**Tugas Anda**
**A.** Tuliskan ulang bagian kutipan tentang Alma belajar ngeblog dari "Agar bahasa Cina" sampai "belajar ngeblog segala?" tanpa mengubah satu kata pun.
**B.** Jawablah pertanyaan berikut berdasarkan kutipan tentang Alma belajar ngeblog.
(i) Berapa lama Alma akan berada di Cina?
(ii) Berapa kali dalam seminggu pelajaran bahasa Mandarin diajarkan sejak kelas 1 SD?
(iii) Apa yang diwajibkan guru kepada setiap murid?

**Kutipan untuk Dibaca**
Hari Sabtu kemarin (8/3/2008) aku diminta mengajari Alma belajar ngeblog. Alma, anak bosku, baru kelas IV SD Tiara Bangsa yang berhaluan Anglo-Chinese International School.
Minggu depan dia akan pergi ke Cina selama 15 hari. Di sana dia akan mengunjungi 4 kota.
Mengapa harus ke Cina? La iya lah… Masa ke Zimbabwe. He he..
Sejak kelas 1 SD, pelajaran bahasa Mandarin diajarkan empat kali pertemuan dalam seminggu. Kalau bahasa Inggris sih nggak usah dibilang karena sudah menjadi bahasa pengantar dalam KBM (kegiatan belajar mengajar).
Agar bahasa Cina yang mereka pelajari sesuai dengan standar aslinya, selama 15 hari itu mereka akan langsung tinggal di Cina bersama penutur aslinya. Bayangkan kalau dulu waktu SD kita tinggal di London selama 15 hari juga. Pasti bahasa Inggris kita sudah cas cis cus.
Lalu mengapa pake belajar ngeblog segala?
Kata Alma, setiap murid diwajibkan oleh guru untuk menuliskan catatan perjalanannya. Blog merupakan suatu wadah baru yang coba diperkenalkan oleh sekolah. Di sana mereka bebas menulis apapun bersama foto-foto mereka.

Baris dari kumpulan data:
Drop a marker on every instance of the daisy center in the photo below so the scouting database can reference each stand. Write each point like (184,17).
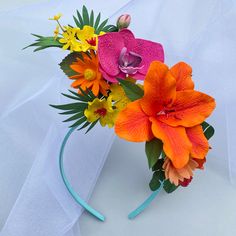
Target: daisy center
(89,74)
(101,112)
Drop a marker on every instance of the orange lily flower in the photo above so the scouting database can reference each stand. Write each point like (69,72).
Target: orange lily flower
(89,76)
(171,111)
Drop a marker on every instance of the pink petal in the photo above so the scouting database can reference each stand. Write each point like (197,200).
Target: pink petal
(150,51)
(109,48)
(128,39)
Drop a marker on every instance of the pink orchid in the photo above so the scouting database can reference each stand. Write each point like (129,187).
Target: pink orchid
(121,55)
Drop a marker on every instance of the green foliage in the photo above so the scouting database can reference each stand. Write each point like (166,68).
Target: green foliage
(67,62)
(76,109)
(86,18)
(208,130)
(44,42)
(132,91)
(169,187)
(153,151)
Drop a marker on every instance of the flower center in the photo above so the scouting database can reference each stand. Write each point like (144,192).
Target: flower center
(92,41)
(89,74)
(129,62)
(101,112)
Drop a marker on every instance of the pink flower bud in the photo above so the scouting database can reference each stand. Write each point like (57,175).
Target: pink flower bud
(123,21)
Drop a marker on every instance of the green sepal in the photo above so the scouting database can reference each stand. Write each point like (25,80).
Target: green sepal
(153,151)
(132,91)
(169,187)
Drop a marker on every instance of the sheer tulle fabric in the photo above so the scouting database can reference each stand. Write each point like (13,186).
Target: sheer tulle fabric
(31,132)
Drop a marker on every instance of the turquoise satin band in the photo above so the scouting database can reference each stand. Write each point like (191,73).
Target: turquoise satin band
(81,202)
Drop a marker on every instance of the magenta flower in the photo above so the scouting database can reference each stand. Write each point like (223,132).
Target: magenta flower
(121,55)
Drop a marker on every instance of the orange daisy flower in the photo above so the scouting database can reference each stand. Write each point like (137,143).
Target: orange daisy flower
(170,111)
(89,76)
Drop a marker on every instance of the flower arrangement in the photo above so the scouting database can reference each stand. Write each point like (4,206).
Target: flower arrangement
(106,64)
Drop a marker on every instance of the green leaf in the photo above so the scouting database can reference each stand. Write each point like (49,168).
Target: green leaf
(67,61)
(158,165)
(132,91)
(110,28)
(71,106)
(91,126)
(153,150)
(91,20)
(100,28)
(157,178)
(79,122)
(97,21)
(85,15)
(169,187)
(44,42)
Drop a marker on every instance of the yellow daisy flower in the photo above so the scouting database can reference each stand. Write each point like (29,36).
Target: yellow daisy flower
(56,17)
(101,109)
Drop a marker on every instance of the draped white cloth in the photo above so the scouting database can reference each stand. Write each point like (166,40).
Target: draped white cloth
(34,200)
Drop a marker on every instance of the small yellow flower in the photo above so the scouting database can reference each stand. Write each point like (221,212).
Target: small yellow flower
(56,32)
(56,17)
(87,38)
(119,97)
(101,109)
(69,39)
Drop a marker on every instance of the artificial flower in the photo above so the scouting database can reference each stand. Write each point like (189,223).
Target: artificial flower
(119,97)
(89,76)
(123,21)
(56,32)
(171,115)
(121,55)
(56,17)
(179,175)
(87,38)
(101,109)
(69,39)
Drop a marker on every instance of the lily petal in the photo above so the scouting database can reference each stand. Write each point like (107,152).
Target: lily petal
(133,124)
(189,109)
(176,144)
(200,143)
(183,75)
(159,89)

**Jawaban Setiap Tugas**
**A.**
Agar bahasa Cina yang mereka pelajari sesuai dengan standar aslinya, selama 15 hari itu mereka akan langsung tinggal di Cina bersama penutur aslinya. Bayangkan kalau dulu waktu SD kita tinggal di London selama 15 hari juga. Pasti bahasa Inggris kita sudah cas cis cus.
Lalu mengapa pake belajar ngeblog segala?

**B.**
(i) Selama 15 hari.
(ii) Empat kali pertemuan dalam seminggu.
(iii) Menuliskan catatan perjalanannya.